* [YOUR GOAL]: Filter the records below, keeping only lines with the string "black".

..........

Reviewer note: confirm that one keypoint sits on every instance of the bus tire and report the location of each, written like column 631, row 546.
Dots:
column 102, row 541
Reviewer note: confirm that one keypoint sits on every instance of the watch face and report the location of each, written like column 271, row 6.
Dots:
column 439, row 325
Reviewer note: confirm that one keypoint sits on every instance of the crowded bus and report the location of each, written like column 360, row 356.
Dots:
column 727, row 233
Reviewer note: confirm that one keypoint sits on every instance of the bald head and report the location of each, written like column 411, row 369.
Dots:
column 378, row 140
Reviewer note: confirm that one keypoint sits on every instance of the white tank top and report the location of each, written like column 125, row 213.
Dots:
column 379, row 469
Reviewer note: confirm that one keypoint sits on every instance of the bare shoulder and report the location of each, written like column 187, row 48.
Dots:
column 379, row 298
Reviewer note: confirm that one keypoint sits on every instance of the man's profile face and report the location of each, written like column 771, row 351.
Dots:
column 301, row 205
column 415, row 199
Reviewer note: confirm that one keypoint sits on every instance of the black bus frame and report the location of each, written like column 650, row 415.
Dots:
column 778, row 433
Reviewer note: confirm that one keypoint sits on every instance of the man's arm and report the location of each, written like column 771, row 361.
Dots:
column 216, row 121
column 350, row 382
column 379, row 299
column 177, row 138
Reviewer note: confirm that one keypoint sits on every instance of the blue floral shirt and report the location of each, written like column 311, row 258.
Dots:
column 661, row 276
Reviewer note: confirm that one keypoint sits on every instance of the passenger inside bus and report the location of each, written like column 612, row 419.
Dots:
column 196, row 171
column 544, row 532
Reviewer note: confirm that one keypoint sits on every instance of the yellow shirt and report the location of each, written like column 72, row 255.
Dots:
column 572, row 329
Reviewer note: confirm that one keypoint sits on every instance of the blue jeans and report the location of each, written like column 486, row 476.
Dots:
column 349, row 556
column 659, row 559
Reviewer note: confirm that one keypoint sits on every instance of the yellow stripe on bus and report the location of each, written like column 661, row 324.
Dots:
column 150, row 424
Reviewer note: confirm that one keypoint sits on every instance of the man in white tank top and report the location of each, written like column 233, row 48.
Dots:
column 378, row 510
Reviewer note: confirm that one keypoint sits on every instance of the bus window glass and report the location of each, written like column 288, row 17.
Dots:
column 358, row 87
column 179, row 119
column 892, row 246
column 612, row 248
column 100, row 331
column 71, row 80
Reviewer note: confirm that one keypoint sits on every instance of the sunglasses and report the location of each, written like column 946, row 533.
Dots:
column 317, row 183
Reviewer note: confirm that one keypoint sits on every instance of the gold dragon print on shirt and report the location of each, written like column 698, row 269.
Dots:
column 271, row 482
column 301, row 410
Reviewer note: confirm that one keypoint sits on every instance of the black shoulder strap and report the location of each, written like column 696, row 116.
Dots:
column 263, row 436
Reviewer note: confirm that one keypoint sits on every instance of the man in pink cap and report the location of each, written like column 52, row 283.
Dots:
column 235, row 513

..........

* [SOLUTION FOR THIS TASK]:
Reviewer note: confirm that one keypoint sits on every instance of the black bus frame and report the location of each, written like column 650, row 415.
Reviewer note: confirm that one keypoint sits on every instance of the black shoulder strap and report the location of each, written like column 696, row 116.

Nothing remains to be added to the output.